— start Data records —
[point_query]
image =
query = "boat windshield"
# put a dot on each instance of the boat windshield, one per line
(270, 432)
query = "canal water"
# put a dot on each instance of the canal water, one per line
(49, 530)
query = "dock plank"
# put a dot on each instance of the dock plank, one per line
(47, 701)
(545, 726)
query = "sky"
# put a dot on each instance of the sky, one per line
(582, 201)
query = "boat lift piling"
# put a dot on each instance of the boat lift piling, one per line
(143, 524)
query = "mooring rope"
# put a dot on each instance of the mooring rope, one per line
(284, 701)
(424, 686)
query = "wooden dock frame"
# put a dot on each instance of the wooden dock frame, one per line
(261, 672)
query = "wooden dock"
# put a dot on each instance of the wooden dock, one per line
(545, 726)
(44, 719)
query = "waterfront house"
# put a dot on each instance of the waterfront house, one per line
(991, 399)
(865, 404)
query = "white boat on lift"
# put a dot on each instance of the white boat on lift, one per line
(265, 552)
— end Data records —
— start Data records —
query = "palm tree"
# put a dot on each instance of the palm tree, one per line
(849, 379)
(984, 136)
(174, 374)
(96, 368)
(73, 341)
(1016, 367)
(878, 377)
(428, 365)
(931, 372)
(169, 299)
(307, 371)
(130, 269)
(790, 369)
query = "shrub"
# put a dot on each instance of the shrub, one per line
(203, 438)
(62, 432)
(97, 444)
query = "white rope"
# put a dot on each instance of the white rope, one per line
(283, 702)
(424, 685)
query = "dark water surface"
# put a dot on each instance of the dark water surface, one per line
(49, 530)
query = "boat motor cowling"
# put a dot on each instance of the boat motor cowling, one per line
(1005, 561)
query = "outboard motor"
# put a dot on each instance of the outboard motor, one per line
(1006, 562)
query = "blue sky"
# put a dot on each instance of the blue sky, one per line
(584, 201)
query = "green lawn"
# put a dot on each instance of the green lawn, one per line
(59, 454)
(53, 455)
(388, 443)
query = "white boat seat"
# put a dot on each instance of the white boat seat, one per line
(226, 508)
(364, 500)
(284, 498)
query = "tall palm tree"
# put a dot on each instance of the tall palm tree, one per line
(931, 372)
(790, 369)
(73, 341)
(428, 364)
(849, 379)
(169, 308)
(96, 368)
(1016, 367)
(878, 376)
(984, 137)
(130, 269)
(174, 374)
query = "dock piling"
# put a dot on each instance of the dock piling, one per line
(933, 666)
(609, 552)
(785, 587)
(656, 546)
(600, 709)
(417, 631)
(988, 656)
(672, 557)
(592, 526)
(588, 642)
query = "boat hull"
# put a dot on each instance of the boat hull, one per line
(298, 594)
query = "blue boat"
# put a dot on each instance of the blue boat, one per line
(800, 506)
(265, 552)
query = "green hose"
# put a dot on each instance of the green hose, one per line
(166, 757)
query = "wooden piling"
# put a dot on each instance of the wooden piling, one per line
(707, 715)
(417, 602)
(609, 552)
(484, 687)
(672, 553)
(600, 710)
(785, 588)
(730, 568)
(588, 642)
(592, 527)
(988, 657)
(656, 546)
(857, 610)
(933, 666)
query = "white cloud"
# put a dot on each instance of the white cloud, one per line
— end Data records —
— start Data records —
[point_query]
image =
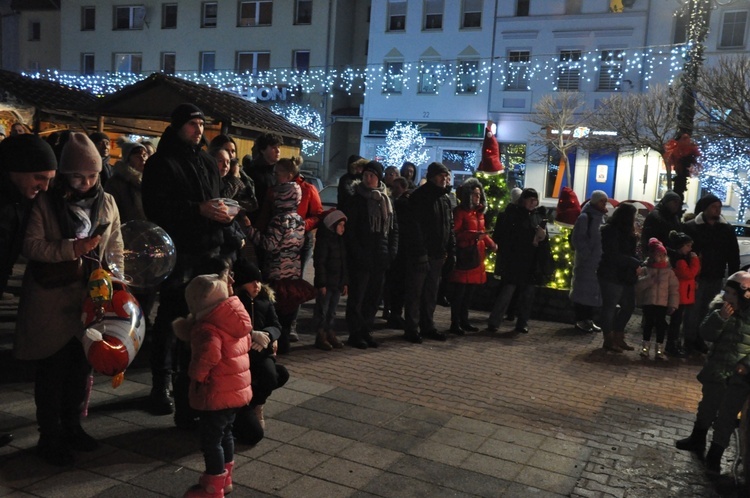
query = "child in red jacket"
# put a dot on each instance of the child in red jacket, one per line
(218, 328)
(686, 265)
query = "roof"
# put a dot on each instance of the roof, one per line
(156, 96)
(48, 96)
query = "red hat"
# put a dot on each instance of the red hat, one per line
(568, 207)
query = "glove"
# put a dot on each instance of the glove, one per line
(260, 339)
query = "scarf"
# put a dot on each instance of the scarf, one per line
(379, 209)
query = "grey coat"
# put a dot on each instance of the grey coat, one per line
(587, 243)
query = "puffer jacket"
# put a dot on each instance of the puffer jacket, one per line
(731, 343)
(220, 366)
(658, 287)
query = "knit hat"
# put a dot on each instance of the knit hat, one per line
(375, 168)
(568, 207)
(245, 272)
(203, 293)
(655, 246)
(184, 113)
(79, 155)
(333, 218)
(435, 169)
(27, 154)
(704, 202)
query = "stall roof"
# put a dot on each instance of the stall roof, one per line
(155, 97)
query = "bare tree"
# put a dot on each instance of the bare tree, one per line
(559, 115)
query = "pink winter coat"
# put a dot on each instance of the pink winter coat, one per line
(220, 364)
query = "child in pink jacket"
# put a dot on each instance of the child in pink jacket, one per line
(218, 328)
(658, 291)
— end Data records —
Work instructions: Count the lines in the items above that contain the word "dark" and give only that number.

Complete response: 2